Mahalle Kültürü ve Eğitim

Çocukluğum Kastamonu ili merkez Hamidiye mahallesinde geçti. Ahmet Dede tepesinin hemen yamacında eski Kastamonu ev mimarisinin güzel örneklerinin de bulunduğu bu şirin semt, kişiliğimin oluşumunda etkili oldu. Mahalle sakinlerinin bir kısmı Bulgaristan göçmeni, bir kısmı köyden kente göç eden dar gelirli aileler, bir kısmı da Kastamonu’nun yerlileriydi. Genellikle yerlilerin bir kısmına “Dönme” adı verilirdi. Hristiyanlıktan Müslümanlığa dönen, din değiştiren kişiler için kullanılırdı. 1920’li yıllarda yapılmış mahalle camii, 1975 yılında yapılan Devrim İlkokulu ile mahalle ilk defa devletin hizmetlerinden yararlanmıştı. Evlerde ilk zamanlar elektrik ve su yoktu. Mahallenin belirli noktalarına konan sokak lambaları vardı ve lambası patladığında uzun süre değiştirilmezdi. Herkes caminin önündeki çeşmeden su doldurur, pilavlık pirincini yıkar, durulamak istediği çamaşırı, çeşmenin taş zeminine sererdi. İnsanlar dar gelirli, kalabalık ve bir o kadar da mutluydu.

**Sağlanan bilgiler:**
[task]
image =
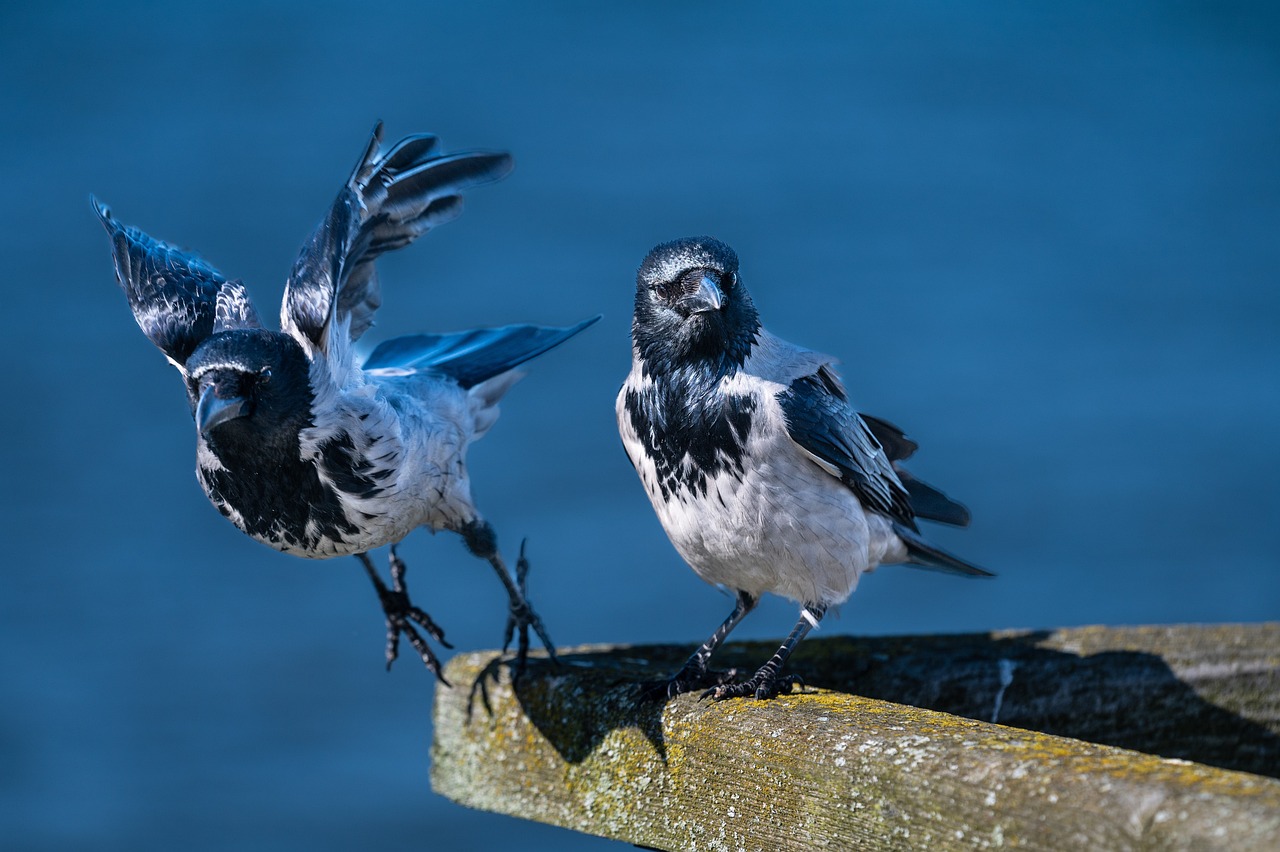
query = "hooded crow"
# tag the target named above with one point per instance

**Hedefiniz:**
Mahalle hayatını anlatan yukarıdaki metni, hiçbir değişiklik yapmadan baştan sona yeniden yazın.

**Yanıt:**
Mahalle Kültürü ve Eğitim

Çocukluğum Kastamonu ili merkez Hamidiye mahallesinde geçti. Ahmet Dede tepesinin hemen yamacında eski Kastamonu ev mimarisinin güzel örneklerinin de bulunduğu bu şirin semt, kişiliğimin oluşumunda etkili oldu. Mahalle sakinlerinin bir kısmı Bulgaristan göçmeni, bir kısmı köyden kente göç eden dar gelirli aileler, bir kısmı da Kastamonu’nun yerlileriydi. Genellikle yerlilerin bir kısmına “Dönme” adı verilirdi. Hristiyanlıktan Müslümanlığa dönen, din değiştiren kişiler için kullanılırdı. 1920’li yıllarda yapılmış mahalle camii, 1975 yılında yapılan Devrim İlkokulu ile mahalle ilk defa devletin hizmetlerinden yararlanmıştı. Evlerde ilk zamanlar elektrik ve su yoktu. Mahallenin belirli noktalarına konan sokak lambaları vardı ve lambası patladığında uzun süre değiştirilmezdi. Herkes caminin önündeki çeşmeden su doldurur, pilavlık pirincini yıkar, durulamak istediği çamaşırı, çeşmenin taş zeminine sererdi. İnsanlar dar gelirli, kalabalık ve bir o kadar da mutluydu.